> READING PASSAGE:
········

The defense called a third eyewitness. An Alton police officer, on patrol in the area the night of the robbery, saw a man dressed in a long tan trench coat and a large floppy hat about to enter the Farm Fresh store. A few moments later, she received the Farm Fresh robbery dispatch. The officer, Jonniece Young, testified that the man she saw fitting the description of the robber could not have been the defendant. She knew the defendant and it was not him. The man she saw had skin lighter in color than her own, skin more consistent with the color of Stewart's skin than with the defendant's much darker skin.
The jury returned a guilty verdict. The defense tried to blame the crime on Stewart but made no effort to present evidence of Stewart's alleged confession to his cousin. No attempt was made to introduce the third-party confession because the defense did not know about it. The State withheld its knowledge of Stewart's confession.
Before an appeal from the first verdict was taken, defendant filed a posttrial motion. Defendant's motion asserted his innocence. The motion relied, in large part, upon the newly discovered fact that Stewart confessed to his cousin just four days after the robbery was committed. On December 4, 1989, the date set for defendant's sentencing hearing, defendant was allowed to call Stewart as a witness in advance of the date set for hearing on the posttrial motion. Stewart thus testified in support of defendant's motion for a new trial on a day primarily devoted to the imposition of sentence. The rest of the evidence on the posttrial motion was not taken until January 8, 1990, when, by stipulation of the parties, Stewart's testimony was incorporated into the posttrial motion evidence.
Stewart walked into the courtroom, took the witness stand, and insisted under oath that he committed the Farm Fresh robbery. He further claimed ownership of the gun identified in defendant's trial and asserted that it was indeed the gun he used in committing the crime.
The State cross-examined Stewart. It confronted him with a prior statement made to Alton detective Lindell Pyatt. Stewart acknowledged that when Lindell Pyatt earlier asked him about the Farm Fresh robbery, he denied any involvement. Stewart refused, however, to acknowledge that his earlier denial cast blame on defendant. The State elicited that Stewart's asserted guilt surfaced only after he incurred a draconian debt to society for his other criminal conduct. The State pointed out that Stewart had very little risk in confessing to another robbery when he already faced the measure of 60 years in prison for his wicked ways.
The trial court denied the posttrial motion, the defendant appealed, and we reversed based upon the nondisclosure of evidence favorable to the accused. People v. Taylor, 219 Ill. App. 3d 1114, 628 N.E.2d 1211 (1991) (unpublished order under Supreme Court Rule 23 (134 Ill. 2d R. 23)).

········

> PROVIDED RECORDS:
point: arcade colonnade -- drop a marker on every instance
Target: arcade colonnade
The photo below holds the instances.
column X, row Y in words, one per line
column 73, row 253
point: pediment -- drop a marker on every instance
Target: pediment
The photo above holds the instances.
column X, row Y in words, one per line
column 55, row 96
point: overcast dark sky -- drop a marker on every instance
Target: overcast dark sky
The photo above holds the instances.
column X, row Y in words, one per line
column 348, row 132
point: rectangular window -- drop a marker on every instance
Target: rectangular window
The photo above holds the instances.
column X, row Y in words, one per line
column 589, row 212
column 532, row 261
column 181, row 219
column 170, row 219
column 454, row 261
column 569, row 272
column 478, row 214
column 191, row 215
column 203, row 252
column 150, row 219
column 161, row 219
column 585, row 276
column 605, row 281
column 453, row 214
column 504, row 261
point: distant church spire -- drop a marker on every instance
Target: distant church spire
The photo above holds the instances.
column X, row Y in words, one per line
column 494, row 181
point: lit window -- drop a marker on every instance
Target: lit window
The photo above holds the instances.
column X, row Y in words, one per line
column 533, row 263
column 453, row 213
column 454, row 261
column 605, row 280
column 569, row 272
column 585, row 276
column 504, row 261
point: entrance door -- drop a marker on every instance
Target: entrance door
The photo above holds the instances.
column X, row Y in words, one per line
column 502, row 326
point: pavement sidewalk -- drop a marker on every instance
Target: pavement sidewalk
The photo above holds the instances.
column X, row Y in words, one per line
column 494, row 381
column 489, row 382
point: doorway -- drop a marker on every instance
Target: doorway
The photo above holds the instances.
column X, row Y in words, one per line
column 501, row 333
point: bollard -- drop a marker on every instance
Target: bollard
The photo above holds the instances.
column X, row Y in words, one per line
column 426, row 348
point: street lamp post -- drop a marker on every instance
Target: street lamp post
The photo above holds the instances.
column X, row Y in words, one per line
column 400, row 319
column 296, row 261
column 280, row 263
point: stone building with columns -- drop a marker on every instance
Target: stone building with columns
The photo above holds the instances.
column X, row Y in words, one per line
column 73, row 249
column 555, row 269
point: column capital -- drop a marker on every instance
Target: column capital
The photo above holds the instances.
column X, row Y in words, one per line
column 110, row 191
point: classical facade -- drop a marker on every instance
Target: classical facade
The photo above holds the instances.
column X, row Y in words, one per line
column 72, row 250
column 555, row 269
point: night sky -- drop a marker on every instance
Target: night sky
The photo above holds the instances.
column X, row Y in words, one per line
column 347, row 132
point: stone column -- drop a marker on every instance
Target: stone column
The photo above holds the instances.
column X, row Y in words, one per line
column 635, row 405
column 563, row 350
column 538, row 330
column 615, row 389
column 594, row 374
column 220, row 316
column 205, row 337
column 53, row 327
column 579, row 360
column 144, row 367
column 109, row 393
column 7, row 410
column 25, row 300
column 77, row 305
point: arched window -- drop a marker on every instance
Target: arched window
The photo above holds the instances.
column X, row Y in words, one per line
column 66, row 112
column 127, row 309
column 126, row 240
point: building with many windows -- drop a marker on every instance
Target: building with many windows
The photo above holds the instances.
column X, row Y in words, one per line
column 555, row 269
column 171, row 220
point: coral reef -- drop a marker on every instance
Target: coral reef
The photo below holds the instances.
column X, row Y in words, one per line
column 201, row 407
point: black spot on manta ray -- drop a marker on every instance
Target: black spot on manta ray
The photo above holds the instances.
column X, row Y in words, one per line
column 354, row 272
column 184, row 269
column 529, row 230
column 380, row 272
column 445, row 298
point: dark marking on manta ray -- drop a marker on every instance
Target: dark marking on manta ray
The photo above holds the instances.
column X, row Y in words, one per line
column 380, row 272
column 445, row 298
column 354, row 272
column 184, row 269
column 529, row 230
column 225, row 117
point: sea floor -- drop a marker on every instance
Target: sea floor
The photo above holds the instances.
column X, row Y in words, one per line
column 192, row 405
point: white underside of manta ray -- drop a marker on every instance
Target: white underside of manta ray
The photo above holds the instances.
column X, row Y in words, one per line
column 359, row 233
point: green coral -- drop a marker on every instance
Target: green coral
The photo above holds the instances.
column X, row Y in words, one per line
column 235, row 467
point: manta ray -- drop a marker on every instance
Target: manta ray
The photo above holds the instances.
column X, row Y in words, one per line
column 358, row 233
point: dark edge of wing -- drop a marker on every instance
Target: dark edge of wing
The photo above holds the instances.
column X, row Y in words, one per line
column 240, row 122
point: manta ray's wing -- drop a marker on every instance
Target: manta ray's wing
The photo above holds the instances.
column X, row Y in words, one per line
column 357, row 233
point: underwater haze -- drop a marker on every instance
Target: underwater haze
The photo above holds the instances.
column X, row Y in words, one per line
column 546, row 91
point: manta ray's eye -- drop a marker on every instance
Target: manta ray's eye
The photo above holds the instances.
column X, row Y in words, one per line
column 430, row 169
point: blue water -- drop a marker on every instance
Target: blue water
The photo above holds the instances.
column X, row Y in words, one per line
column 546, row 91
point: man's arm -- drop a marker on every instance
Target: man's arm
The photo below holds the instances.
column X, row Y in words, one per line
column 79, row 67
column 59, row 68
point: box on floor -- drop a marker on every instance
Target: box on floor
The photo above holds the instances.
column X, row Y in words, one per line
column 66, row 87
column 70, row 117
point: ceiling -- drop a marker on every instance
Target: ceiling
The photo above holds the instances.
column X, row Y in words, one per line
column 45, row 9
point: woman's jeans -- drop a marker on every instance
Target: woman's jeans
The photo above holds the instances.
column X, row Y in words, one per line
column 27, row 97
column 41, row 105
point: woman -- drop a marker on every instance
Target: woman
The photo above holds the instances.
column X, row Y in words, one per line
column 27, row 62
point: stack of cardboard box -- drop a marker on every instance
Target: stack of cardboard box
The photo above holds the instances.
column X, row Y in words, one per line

········

> SET EXERCISE: Write the next part of the court opinion on the Farm Fresh robbery case, picking up after its final sentence.

> RESPONSE:
The defendant stood trial for the Farm Fresh robbery a second time. Both victims again made positive in-court identifications of the defendant. Saez again recalled the defendant's confession. The defense again tried to blame the crime on Stewart. This time, however, the defense was armed with knowledge of Stewart's confession to his cousin four days after the robbery and Stewart's repeated confession while testifying under oath. Neither confession was presented to the jury.
The defendant sought to call Stewart as a witness. Stewart was brought to the courthouse, but he never entered the courtroom. Stewart's lawyer appeared and announced to the court that Stewart, if called as a witness, would assert the privilege against self-incrimination. The court and the parties assented to counsel's declaration of Stewart's intent. Stewart himself did not exercise the privilege. No hearing was held to ascertain the basis for the claim.
The defendant then sought to introduce Stewart's prior self-incriminating testimony at the hearing on defendant's posttrial motion. The trial court refused to admit the former testimony. It held that Stewart's confession under oath was untrustworthy. It also held that the State was not afforded an adequate opportunity to adversarially test Stewart's credibility.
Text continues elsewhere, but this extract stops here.